To do: If a line appears in the data below, it must appear in your answer exactly as given.

___ Supplied records ___

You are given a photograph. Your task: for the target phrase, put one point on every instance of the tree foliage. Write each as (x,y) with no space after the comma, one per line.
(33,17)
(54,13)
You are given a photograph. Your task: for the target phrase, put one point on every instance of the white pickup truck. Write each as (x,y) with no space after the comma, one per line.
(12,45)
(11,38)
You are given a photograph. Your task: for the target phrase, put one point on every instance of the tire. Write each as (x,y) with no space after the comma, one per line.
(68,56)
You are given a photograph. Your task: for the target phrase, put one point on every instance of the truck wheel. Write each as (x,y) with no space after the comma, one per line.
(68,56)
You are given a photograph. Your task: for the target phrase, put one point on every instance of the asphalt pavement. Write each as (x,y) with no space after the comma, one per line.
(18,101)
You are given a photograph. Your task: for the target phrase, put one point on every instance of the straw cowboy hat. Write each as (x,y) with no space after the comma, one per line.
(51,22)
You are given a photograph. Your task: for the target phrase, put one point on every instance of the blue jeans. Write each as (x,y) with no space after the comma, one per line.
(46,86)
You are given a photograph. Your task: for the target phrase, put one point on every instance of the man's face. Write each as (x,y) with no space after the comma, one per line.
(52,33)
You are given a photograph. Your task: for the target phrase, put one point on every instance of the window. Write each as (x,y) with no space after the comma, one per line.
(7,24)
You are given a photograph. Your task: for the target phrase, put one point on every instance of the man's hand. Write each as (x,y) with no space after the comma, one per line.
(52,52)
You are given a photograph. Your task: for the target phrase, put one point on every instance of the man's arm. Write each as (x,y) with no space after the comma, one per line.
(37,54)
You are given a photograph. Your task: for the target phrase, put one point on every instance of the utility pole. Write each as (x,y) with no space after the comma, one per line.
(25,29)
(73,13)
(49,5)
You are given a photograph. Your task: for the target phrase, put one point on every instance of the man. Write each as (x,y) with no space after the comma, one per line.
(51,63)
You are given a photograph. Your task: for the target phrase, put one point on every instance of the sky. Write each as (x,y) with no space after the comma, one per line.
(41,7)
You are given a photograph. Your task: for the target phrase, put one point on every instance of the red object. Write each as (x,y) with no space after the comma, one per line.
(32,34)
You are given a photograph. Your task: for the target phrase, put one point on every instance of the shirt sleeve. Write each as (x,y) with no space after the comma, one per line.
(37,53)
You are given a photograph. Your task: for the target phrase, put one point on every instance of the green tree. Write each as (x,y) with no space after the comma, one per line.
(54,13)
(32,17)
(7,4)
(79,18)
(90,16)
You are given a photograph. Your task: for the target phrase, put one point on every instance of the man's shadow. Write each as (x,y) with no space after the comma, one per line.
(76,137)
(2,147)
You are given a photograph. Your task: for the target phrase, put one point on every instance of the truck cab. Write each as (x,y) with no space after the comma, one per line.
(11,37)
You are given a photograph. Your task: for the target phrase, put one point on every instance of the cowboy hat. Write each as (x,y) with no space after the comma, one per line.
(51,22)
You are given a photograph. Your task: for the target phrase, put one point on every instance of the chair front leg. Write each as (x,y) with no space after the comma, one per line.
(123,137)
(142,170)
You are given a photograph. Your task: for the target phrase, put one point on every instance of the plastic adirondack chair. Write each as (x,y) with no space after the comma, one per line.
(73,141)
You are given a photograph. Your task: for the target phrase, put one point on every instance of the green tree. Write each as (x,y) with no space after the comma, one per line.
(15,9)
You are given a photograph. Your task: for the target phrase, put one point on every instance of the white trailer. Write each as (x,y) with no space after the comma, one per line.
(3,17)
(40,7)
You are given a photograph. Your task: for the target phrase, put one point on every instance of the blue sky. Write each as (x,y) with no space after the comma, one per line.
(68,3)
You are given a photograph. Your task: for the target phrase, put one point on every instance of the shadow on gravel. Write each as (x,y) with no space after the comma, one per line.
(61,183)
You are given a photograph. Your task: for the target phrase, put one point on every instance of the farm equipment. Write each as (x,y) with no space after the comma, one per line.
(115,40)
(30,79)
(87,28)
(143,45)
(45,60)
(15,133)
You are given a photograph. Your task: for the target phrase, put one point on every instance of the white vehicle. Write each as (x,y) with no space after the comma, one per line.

___

Exercise solution:
You are given a photograph. Your task: for the target phrase, put one point on every instance of the tree foliage. Write each as (x,y) with no space after the comma, one per line.
(33,17)
(54,13)
You are given a photograph. Your task: for the target phrase, put one point on every instance of the white pickup truck. Write each as (x,y) with no space after the comma, one per line.
(12,45)
(11,38)
You are given a photograph. Your task: for the target phrase, put one point on every instance of the tire. Write each as (x,y) with no space after the comma, one per line.
(68,56)
You are given a photograph. Your task: for the target phrase, put one point on every instance of the truck wheel. Write each as (x,y) with no space after the comma, one per line.
(68,56)
You are given a photograph. Your task: for the target phrase, put one point on every instance of the asphalt pavement. Write each as (x,y) with no space after the comma, one per line.
(18,101)
You are given a photograph. Your task: for the target phrase, put one point on every instance of the straw cowboy hat. Write each as (x,y) with no space after the comma, one per line.
(51,22)
You are given a photograph. Your task: for the target phrase, put one point on every instance of the blue jeans. Write each as (x,y) with no space after the comma, one per line.
(46,86)
You are given a photograph. Your task: for the target phrase, put one point on every instance of the man's face. Write each as (x,y) with no space after the comma, one per line.
(52,33)
You are given a photograph. Your task: for the target phrase, put one point on every instance of the window. Write each as (x,y) with no space after the comma, one per line.
(7,24)
You are given a photograph. Your task: for the target phrase, put one point on every instance of the man's hand. Write each as (x,y) with no space after the comma, one per line.
(52,52)
You are given a photograph. Your task: for the target phrase, put one point on every instance of the man's arm. Write each as (x,y) with no space after the comma, one per line.
(37,54)
You are given a photograph. Your task: for the target phrase, put one point on every instance of the utility pole. Write each as (x,y) with no space after the comma, one per line.
(25,29)
(73,13)
(49,5)
You are given a photograph. Your task: for the target phrase, put one point on every instance of the man. Write each as (x,y) with no space after the comma, one per line.
(51,63)
You are given a photograph. Your task: for the target phrase, put one point on every instance of the sky. Write each as (x,y) with no space after the comma, one per line.
(41,7)
You are given a photograph. Your task: for the target phrase, put one point on every instance of the red object. Write each as (x,y) with no space after the comma, one per line.
(32,34)
You are given a photograph. Your task: for the target phrase, put one point on every instance of the shirt sleeve. Write each as (x,y) with no space after the comma, one per line.
(37,53)
You are given a photograph. Your task: for the target phrase, put one point on every instance of the green tree. Write each as (x,y) with no space after the comma, one per line.
(54,13)
(32,17)
(7,4)
(79,18)
(90,16)
You are given a photograph. Your task: for the target phrase, put one point on every instance of the man's shadow. Write each as (x,y) with no space after the comma, one per line.
(76,137)
(2,147)
You are given a photograph. Your task: for the target phrase, put one point on every instance of the truck cab. Write each as (x,y) with no space after the comma, one per line.
(11,37)
You are given a photograph. Your task: for the target phrase, put one point on every instance of the cowboy hat. Write each as (x,y) with no space after the comma, one per line.
(51,22)
You are given a photograph. Your task: for the target phrase, put one point on every instance of the chair front leg. Write each as (x,y) with no space after the comma, one per line.
(123,137)
(142,170)
You are given a photograph. Your task: for the target phrase, put one point on every instance of the plastic adirondack chair. Write each as (x,y) with no space after the comma, one per line.
(73,141)
You are given a photograph. Your task: for the target phrase, put one point on every instance of the green tree. Write each as (x,y) with no space after the comma, one per line.
(15,9)
You are given a photograph. Your task: for the target phrase, put one point on every instance of the white trailer. Write each as (x,y) with no space after the comma, one per line.
(3,17)
(40,7)
You are given a photograph. Your task: for the target phrase, put one point on every instance of the blue sky. Write each as (x,y) with no space after the comma, one per line.
(68,3)
You are given a photograph. Your task: for the target phrase, put one point on every instance of the shadow on gravel. Write each as (x,y) with no space after the comma, one per line.
(61,183)
You are given a photograph. Your task: for the target phrase, put one point on every instance of the farm equipment. Write each as (x,y) with no space after the comma, one per line.
(115,40)
(30,79)
(87,28)
(143,45)
(45,60)
(15,133)
You are given a photograph. Your task: for the target phrase, put one point on every instance of the white vehicle. Write each as (x,y) with no space after the comma, one per line.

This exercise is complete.